** start RECORDS SUPPLIED **

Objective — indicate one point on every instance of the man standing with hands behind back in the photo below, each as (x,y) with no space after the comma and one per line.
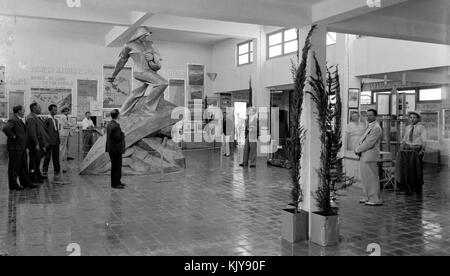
(15,130)
(368,150)
(115,146)
(37,142)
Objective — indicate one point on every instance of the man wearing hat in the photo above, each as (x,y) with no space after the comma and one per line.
(415,134)
(147,62)
(410,158)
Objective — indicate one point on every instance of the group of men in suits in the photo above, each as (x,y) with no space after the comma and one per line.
(42,139)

** end RECORDS SUPPLIED **

Exactly reproduce the entries above, minus the pictures.

SOLUTION FOR THIS EXERCISE:
Objective — indicate one point on every instance of the man standing with hands behind back in the photo below, each as (x,y) with no space after the comma and one per line.
(15,130)
(368,150)
(115,146)
(37,142)
Objective — indicate one point on every instance of the man wearing hat in the photo above, each as (x,y) with no space after the comma and one per line.
(415,134)
(147,62)
(410,158)
Objective — indicate one point on every instance of the group of men in suits in the photo above, each as (x,y) with no space after the comma and one per line.
(42,139)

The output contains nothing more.